** Start Document segment **
WUST — WebAssembly Runtime for Durable Agent Execution

Problem

AI agents aren't stateless functions. They need to:

Remember what happened last week
Sleep for days and wake up exactly where they left off
Hold persistent connections (Discord WebSocket, etc.)
Execute untrusted user-defined code without escaping the sandbox

Standard serverless runtimes die between events. Compiled WASM runtimes (wasmtime/cranelift) achieve near-native speed but make mid-execution snapshotting extremely difficult — native CPU registers and stack frames don't map cleanly back to WASM's virtual state machine.

WUST takes the opposite tradeoff: explicit, always-serializable VM state. Performance is secondary to snapshot fidelity.

Core Primitive: The Managed Stack

The central design insight: the native execution stack and the snapshot format are the same bytes. No conversion, no serialization, no frame walking. memcpy to save, memcpy to restore.
** End Document segment **
** Start Recorded data **
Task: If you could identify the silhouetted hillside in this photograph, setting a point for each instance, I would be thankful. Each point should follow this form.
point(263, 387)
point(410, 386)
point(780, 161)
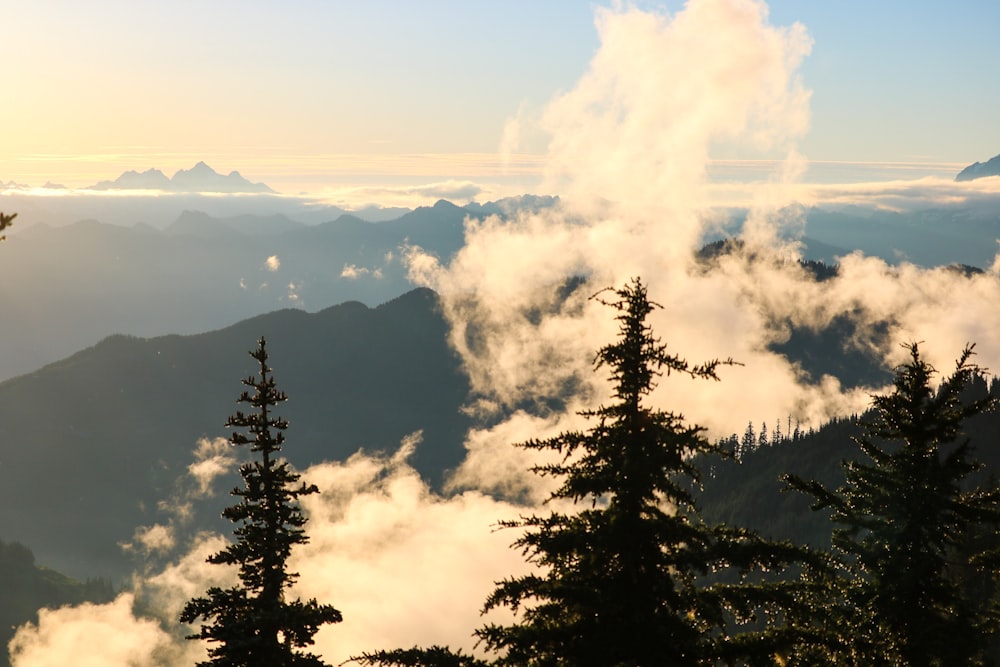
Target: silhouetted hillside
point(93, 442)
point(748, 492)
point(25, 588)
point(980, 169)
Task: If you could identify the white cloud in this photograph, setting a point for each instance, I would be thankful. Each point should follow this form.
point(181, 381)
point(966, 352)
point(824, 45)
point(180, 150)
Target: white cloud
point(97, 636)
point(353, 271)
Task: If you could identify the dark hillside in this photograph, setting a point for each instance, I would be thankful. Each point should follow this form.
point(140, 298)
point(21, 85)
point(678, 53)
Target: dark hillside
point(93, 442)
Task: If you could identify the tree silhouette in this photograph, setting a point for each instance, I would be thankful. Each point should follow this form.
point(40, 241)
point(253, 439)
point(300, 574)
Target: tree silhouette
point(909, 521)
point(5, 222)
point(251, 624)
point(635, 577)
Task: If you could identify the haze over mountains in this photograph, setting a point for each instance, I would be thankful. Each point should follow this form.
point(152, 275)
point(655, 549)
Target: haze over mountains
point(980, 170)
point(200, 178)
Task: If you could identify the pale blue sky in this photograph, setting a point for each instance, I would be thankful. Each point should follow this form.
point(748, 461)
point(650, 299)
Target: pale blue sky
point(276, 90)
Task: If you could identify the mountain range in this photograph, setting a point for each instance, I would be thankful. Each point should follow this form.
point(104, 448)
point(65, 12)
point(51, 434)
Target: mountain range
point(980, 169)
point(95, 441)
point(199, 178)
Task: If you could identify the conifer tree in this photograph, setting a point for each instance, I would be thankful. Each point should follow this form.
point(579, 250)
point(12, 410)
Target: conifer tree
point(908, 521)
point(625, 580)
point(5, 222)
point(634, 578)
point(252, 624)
** End Recorded data **
** Start Recorded data **
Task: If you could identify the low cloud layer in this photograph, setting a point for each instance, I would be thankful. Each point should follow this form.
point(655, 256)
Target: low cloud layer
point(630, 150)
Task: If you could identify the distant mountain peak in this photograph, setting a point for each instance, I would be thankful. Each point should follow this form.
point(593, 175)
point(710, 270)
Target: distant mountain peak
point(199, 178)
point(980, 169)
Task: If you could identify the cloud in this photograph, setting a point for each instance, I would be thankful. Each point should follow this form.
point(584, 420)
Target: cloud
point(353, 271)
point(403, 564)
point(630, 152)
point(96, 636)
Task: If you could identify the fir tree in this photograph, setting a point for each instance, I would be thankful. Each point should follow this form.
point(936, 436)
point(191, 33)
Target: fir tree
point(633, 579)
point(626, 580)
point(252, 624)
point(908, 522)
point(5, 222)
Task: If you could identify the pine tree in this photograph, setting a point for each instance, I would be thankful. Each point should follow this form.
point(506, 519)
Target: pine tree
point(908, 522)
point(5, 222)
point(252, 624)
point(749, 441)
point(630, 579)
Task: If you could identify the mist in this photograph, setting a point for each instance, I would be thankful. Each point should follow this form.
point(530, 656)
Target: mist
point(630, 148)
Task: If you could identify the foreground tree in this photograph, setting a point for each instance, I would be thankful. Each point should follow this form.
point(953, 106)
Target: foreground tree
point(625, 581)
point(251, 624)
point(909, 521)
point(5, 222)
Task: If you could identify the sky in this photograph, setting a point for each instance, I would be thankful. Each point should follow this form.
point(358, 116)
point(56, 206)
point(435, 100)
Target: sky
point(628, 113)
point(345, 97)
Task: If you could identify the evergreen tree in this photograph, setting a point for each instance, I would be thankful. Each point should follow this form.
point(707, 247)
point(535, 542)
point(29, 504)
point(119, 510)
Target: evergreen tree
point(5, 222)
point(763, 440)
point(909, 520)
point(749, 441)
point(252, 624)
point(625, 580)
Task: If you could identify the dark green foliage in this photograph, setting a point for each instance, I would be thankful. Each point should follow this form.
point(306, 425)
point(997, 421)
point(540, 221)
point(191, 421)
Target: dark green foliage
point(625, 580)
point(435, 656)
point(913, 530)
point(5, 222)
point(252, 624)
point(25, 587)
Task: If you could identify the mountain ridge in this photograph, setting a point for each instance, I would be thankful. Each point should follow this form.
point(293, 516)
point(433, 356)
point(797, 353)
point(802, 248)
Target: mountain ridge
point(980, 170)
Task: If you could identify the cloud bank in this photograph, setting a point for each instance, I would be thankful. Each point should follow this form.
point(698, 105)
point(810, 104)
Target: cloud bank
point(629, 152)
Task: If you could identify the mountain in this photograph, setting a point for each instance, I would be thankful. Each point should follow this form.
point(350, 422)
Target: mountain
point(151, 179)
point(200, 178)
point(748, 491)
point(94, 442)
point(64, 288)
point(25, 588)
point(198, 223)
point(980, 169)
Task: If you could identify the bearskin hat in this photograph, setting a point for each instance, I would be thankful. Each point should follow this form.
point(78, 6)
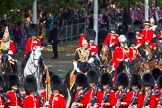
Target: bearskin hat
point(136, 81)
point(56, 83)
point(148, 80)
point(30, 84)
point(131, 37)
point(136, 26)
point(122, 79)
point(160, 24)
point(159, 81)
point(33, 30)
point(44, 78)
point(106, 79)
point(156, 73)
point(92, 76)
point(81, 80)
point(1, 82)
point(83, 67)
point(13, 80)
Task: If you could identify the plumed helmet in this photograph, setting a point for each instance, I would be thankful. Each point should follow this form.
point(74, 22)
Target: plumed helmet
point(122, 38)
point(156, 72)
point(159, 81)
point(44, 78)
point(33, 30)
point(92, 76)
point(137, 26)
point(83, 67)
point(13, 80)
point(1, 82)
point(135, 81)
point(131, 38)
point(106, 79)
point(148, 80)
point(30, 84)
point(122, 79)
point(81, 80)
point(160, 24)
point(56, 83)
** End Recorded data **
** Start Recorded data **
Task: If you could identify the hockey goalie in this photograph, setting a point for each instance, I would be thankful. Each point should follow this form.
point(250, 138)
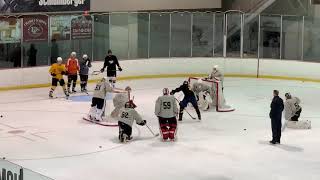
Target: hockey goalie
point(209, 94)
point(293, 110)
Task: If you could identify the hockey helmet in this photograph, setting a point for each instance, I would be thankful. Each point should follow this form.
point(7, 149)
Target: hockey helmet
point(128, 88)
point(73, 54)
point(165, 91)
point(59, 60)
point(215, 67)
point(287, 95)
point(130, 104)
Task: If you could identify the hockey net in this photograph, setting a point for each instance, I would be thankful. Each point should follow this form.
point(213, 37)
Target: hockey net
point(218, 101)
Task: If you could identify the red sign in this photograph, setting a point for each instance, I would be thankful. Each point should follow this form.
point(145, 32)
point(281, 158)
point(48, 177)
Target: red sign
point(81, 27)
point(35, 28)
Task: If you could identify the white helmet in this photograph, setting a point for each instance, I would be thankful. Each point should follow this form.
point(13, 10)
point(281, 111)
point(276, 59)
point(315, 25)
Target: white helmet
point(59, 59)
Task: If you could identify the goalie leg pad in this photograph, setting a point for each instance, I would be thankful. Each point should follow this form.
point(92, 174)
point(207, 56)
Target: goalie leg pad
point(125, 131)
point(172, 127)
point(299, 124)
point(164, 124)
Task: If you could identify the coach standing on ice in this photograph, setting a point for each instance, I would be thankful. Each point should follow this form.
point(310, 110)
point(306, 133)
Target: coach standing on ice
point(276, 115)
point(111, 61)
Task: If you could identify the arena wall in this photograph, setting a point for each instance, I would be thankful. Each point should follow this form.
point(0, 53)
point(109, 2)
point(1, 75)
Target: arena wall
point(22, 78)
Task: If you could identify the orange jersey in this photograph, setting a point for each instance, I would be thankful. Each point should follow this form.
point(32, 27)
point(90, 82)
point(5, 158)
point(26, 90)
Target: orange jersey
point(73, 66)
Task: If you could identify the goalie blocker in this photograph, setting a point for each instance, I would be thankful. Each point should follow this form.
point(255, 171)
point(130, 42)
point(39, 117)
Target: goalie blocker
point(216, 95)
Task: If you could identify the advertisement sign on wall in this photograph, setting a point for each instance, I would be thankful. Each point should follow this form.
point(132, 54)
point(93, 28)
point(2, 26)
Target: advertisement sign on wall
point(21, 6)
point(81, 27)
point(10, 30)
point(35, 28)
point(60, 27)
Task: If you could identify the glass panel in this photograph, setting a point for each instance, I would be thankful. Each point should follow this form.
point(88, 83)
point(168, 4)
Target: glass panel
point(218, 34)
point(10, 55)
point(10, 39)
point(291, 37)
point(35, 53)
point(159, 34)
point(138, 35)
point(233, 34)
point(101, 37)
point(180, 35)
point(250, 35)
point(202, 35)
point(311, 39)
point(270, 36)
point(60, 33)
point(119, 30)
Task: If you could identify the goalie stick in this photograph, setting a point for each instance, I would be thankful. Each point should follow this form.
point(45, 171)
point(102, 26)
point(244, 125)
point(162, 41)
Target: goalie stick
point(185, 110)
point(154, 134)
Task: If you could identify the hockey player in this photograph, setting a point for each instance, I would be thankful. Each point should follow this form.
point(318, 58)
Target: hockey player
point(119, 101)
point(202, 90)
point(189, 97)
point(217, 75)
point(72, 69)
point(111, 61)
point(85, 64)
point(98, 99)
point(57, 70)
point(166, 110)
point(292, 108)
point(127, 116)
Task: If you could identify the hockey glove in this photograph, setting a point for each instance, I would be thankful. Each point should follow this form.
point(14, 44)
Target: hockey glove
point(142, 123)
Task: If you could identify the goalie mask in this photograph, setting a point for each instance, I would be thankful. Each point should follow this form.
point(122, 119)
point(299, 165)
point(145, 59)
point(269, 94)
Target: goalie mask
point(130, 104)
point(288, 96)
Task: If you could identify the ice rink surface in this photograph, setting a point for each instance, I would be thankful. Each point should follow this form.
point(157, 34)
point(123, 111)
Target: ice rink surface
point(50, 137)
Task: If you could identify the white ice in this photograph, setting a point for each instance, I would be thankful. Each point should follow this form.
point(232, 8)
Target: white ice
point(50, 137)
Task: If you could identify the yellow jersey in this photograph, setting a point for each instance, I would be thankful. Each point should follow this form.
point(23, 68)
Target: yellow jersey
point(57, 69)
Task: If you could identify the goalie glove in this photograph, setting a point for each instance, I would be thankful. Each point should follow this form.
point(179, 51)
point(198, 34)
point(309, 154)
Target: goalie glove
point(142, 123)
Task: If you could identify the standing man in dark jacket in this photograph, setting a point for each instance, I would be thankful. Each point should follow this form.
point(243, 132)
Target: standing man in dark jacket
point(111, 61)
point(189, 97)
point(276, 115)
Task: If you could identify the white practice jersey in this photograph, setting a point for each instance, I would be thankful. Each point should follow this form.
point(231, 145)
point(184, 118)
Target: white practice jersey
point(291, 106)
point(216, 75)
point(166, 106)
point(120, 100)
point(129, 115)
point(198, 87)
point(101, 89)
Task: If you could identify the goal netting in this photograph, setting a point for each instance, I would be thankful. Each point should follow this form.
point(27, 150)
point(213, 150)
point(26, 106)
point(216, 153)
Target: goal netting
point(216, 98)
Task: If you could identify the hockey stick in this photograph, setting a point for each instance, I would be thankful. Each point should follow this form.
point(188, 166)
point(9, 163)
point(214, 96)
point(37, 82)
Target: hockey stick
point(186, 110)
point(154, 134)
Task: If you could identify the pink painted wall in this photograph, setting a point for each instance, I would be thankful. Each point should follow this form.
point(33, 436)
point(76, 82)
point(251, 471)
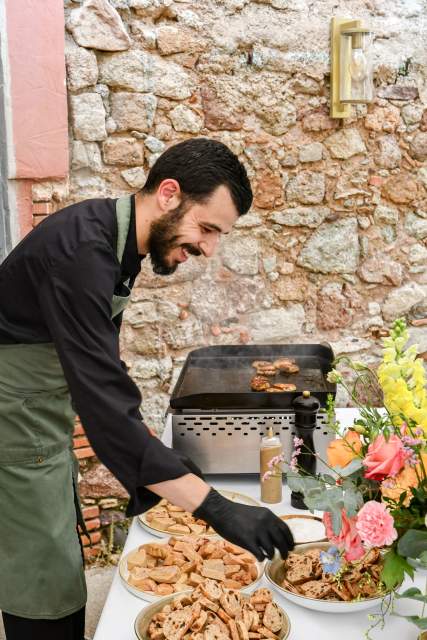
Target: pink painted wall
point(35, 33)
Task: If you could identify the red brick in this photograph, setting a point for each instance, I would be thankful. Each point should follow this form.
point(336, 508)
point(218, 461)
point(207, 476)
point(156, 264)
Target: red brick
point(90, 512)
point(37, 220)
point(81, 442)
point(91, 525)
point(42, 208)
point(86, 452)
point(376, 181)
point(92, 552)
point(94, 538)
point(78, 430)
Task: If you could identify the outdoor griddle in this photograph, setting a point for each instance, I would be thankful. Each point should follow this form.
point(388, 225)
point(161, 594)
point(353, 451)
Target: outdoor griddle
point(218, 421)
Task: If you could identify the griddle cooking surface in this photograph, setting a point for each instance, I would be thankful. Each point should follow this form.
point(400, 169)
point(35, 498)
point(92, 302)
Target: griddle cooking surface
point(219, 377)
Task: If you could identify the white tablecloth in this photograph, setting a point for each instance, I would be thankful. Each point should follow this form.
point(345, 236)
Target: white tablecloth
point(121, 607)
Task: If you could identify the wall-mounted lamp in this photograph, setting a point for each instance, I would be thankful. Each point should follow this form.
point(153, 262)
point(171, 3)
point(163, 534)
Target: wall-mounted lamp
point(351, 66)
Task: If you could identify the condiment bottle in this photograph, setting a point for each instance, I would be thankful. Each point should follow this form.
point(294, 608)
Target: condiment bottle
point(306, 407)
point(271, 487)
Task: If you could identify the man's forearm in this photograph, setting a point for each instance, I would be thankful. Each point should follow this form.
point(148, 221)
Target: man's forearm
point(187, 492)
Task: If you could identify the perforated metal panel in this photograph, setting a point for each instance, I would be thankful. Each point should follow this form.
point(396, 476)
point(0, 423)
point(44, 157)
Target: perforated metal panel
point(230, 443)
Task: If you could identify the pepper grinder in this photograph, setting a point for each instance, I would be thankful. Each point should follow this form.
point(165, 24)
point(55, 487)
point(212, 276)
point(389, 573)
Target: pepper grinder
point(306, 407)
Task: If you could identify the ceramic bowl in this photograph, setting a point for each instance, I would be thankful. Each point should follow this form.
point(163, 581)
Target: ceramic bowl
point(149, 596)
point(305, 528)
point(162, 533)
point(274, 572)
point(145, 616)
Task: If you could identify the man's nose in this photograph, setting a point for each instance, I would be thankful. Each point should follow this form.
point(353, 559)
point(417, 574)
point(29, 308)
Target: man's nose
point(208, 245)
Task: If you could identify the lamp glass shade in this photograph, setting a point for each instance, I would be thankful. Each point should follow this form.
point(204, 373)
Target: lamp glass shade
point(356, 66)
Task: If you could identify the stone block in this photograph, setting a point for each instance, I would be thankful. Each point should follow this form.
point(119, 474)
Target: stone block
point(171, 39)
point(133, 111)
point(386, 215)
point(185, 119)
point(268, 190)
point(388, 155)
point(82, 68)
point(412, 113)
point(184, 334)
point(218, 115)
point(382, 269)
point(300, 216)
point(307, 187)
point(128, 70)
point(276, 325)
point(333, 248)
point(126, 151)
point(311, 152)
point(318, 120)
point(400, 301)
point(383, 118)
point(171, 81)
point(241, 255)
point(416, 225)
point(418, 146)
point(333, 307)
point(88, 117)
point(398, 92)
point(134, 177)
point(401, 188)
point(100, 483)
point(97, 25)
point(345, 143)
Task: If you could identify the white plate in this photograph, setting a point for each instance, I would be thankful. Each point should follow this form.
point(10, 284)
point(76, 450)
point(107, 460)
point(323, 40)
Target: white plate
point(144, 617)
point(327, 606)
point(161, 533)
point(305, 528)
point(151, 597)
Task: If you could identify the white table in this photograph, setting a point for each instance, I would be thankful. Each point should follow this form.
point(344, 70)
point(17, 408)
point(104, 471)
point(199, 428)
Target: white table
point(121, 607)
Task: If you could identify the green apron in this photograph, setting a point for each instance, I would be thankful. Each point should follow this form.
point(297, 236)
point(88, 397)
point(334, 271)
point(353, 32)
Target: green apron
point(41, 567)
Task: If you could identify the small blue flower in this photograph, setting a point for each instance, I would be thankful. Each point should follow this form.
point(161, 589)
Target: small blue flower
** End Recorded data **
(Work to do)
**A)** According to the WUST overview, which quality does the runtime rank above performance?
**B)** Summarize the WUST overview in two sentences.
The data shown above was taken from a separate source.

(Task solutions)
**A)** Snapshot fidelity.

**B)** WUST is a WebAssembly runtime for AI agents, which need persistent memory, long sleeps, persistent connections, and sandboxed execution of untrusted code, whereas compiled WASM runtimes make mid-execution snapshotting extremely difficult. WUST therefore keeps VM state explicit and always serializable, using a managed stack whose bytes serve as both the native execution stack and the snapshot format, so saving and restoring require only memcpy.